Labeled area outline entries
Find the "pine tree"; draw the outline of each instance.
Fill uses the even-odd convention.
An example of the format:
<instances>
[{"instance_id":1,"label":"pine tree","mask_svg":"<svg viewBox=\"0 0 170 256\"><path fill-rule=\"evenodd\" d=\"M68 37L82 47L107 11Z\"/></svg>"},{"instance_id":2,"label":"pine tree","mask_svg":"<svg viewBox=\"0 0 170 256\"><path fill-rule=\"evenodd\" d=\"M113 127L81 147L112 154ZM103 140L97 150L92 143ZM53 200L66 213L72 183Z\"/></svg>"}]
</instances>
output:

...

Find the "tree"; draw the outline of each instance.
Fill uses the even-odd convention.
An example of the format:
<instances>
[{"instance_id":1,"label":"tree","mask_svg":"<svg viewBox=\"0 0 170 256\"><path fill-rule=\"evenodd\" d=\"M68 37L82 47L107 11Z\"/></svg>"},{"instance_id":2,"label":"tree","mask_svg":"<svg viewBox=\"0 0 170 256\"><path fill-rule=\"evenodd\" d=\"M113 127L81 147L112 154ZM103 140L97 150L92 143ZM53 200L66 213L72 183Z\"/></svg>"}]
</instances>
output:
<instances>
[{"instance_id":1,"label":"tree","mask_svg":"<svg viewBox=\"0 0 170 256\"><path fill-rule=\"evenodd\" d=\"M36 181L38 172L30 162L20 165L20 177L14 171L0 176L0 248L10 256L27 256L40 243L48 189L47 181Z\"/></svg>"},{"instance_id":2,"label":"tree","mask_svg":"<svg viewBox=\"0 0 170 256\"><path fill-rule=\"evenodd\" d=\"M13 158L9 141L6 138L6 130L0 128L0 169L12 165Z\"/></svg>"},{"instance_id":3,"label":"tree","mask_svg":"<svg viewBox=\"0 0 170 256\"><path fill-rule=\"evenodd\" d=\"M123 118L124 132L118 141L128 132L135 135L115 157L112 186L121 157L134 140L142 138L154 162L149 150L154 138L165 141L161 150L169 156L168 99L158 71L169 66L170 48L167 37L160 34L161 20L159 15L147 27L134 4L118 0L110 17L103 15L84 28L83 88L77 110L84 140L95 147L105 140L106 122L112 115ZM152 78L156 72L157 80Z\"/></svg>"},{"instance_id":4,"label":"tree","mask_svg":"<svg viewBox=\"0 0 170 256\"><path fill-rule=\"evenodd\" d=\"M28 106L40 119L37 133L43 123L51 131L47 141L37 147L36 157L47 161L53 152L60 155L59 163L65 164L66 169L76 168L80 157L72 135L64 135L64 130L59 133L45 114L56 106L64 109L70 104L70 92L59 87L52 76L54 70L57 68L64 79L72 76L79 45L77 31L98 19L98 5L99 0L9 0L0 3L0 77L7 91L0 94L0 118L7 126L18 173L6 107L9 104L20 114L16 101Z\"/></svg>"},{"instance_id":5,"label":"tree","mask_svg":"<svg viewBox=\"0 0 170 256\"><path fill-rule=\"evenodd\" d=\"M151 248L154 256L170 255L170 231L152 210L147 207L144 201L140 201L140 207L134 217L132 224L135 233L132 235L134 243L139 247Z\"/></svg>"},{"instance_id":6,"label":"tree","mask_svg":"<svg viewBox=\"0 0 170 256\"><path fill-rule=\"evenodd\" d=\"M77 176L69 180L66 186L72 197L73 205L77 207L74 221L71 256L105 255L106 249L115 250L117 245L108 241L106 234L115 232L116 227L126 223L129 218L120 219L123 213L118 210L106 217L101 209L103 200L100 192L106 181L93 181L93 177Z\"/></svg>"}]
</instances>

--

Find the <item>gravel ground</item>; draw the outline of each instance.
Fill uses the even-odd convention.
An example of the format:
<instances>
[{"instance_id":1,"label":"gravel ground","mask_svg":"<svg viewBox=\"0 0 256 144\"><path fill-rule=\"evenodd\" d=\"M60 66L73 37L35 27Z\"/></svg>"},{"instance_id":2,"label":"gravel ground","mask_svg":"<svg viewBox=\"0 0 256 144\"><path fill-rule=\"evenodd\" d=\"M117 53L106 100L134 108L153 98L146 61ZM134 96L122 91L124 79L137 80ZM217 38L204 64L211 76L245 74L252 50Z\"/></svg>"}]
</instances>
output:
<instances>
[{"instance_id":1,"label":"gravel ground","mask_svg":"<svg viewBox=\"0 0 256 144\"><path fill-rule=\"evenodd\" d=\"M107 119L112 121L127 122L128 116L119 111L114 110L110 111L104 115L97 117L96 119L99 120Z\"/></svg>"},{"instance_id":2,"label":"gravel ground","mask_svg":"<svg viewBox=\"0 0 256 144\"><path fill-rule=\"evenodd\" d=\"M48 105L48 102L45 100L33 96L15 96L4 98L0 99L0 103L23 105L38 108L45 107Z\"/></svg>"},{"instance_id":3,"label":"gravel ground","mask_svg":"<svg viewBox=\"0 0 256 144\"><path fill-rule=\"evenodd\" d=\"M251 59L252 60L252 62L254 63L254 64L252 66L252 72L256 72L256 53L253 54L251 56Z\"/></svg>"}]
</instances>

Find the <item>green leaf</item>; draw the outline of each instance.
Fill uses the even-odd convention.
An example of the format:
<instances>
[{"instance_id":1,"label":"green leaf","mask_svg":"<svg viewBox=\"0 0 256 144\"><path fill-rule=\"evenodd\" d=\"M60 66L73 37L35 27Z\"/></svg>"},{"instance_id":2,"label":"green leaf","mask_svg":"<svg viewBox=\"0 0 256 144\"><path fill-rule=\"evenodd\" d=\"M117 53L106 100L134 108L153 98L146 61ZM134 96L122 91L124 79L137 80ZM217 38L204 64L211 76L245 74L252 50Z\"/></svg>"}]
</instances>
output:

== WHAT NEEDS TO BE DONE ==
State how many lines of the entries above contain the string "draw", where case counts, and reply with the number alone.

== THE REPLY ==
4